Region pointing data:
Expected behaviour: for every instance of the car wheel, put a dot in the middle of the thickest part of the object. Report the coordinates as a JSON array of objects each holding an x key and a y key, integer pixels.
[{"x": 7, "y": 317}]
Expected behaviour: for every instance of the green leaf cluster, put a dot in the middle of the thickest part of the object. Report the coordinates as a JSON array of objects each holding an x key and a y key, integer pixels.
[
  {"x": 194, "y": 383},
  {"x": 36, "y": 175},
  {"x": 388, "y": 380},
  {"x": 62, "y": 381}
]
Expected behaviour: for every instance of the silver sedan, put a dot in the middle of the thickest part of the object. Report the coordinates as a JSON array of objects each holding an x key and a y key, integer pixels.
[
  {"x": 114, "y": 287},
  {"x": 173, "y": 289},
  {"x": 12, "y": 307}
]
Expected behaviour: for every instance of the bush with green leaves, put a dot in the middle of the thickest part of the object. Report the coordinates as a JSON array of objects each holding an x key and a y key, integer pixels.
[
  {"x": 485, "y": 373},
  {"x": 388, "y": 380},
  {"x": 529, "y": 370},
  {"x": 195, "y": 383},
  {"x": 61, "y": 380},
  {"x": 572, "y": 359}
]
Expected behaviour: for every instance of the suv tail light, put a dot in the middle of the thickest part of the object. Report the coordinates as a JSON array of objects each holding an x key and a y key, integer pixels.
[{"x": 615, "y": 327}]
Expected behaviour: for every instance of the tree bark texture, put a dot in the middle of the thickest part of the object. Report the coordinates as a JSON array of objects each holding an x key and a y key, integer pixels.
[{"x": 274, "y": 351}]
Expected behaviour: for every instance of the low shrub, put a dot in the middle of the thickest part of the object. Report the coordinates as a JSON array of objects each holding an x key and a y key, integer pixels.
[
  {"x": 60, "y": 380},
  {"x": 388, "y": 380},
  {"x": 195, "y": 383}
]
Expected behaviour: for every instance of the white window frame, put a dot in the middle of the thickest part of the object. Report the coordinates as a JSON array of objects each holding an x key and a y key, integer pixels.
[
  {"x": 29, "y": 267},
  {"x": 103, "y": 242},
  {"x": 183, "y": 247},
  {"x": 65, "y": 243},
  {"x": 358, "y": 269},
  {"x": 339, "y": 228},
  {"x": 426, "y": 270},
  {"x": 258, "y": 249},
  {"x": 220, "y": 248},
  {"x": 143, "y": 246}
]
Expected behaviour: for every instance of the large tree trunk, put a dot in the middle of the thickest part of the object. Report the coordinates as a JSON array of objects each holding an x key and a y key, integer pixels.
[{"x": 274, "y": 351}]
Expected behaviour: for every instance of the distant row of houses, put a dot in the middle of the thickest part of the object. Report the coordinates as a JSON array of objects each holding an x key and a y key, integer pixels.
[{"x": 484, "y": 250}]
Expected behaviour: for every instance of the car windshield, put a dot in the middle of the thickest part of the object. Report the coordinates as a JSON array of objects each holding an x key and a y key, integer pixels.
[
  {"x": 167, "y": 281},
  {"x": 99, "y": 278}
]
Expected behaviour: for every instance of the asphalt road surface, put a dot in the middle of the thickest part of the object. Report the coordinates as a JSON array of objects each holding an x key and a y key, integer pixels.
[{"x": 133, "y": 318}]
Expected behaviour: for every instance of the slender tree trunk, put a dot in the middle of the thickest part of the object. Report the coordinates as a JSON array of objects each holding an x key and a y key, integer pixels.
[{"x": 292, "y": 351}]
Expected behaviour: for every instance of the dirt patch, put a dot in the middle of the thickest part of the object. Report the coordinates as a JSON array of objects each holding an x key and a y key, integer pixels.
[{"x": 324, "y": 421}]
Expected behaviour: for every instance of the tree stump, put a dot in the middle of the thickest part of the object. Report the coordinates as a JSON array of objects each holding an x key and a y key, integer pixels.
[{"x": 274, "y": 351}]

#### [YOUR TASK]
Retype all the data verbatim.

#### [SOLVED EXERCISE]
Expected behaviour: for every instance of the car wheel, put a dot in the middle of the thickest part of the object. Report the coordinates as a JSON array of objects each holding an x key and a y key, integer pixels.
[{"x": 7, "y": 317}]
Expected behaviour: for every instance of the green leaf cluster, put a dot in the middle of the thickest part of the object. Report the coordinates as a JSON array of objects each holding an x key and a y key, integer pixels.
[
  {"x": 194, "y": 383},
  {"x": 36, "y": 175},
  {"x": 388, "y": 380},
  {"x": 62, "y": 381}
]
Expected behaviour: for every instance of the silver sedan, put a dot in the middle of the thickest part of the object. Report the coordinates as a JSON array of objects each holding an x key and a y key, integer pixels.
[
  {"x": 114, "y": 287},
  {"x": 173, "y": 289},
  {"x": 12, "y": 307}
]
Expected behaviour: for every instance of the bush with green leaves, put a dot in the middle of the thickest part of the object. Report the coordinates as a JSON array of objects each holding an x key and a y key, integer pixels.
[
  {"x": 485, "y": 373},
  {"x": 388, "y": 380},
  {"x": 529, "y": 370},
  {"x": 195, "y": 383},
  {"x": 61, "y": 380},
  {"x": 572, "y": 359}
]
Expected behaviour: for every instance of the suv tail light, put a dot in the middle of the thickest part of the object. Report the coordinates as a JSON array of objects each holding an x key and a y key, integer pixels.
[{"x": 615, "y": 327}]
Expected behaviour: for every instance of the tree bark texture, put a dot in the middle of the thickest part of the object. Report the coordinates as a JSON array of objects each holding an x key and a y key, integer pixels.
[{"x": 274, "y": 351}]
Expected behaviour: for every instance of the low shrub, put a dot in the middle of the thickest part of the object. Report the coordinates as a JSON array of objects each holding an x key and a y key, integer pixels.
[
  {"x": 60, "y": 380},
  {"x": 388, "y": 380},
  {"x": 195, "y": 383}
]
Expected behaviour: for every instance of the white window frame, put a dot in the middle of the thickest part of the object. Report the coordinates as a JSON array of objects each holding an x key and a y key, integer pixels.
[
  {"x": 29, "y": 267},
  {"x": 103, "y": 242},
  {"x": 183, "y": 247},
  {"x": 65, "y": 243},
  {"x": 358, "y": 269},
  {"x": 339, "y": 228},
  {"x": 426, "y": 270},
  {"x": 258, "y": 249},
  {"x": 220, "y": 248},
  {"x": 143, "y": 246}
]
Expected behaviour: for every instance of the large tree trunk, put a dot in the middle of the thickest part of the object. Report the coordinates as a JSON array of objects each holding an x key and a y key, integer pixels.
[{"x": 274, "y": 351}]
Expected behaviour: for every instance of the distant row of houses, put a dot in the middle of the thickest part of the object. Report the coordinates as a JSON array of objects each holding an x key and a y key, integer pixels.
[{"x": 484, "y": 250}]
Expected behaviour: for every instance of the car windshield, put a dot in the middle of the thickest part of the object. Report the coordinates as a JSON array of objects each holding an x key and a y key, integer pixels.
[
  {"x": 167, "y": 281},
  {"x": 99, "y": 278}
]
Expected behaviour: for every instance of the asphalt road surface, put a dot in the middle of the thickest part of the object. Report the coordinates as a JSON array of objects each holding an x key and a y key, integer pixels.
[{"x": 133, "y": 318}]
Expected behaviour: for every instance of the slender tree trunk, put a dot in the middle of the thickest part of the object. Report the coordinates as a JSON array of objects each holding an x key and a y key, integer pixels.
[{"x": 292, "y": 351}]
Expected behaviour: for every instance of the dirt patch, put a dot in the middle of the thickest part of the object. Report the coordinates as a JSON array of objects each holding an x key and a y key, integer pixels.
[{"x": 324, "y": 421}]
Expected behaviour: for every instance of the tree stump, put a dot in the middle of the thickest part of the object. Report the coordinates as a JSON array of objects each holding an x key and a y key, integer pixels.
[{"x": 274, "y": 351}]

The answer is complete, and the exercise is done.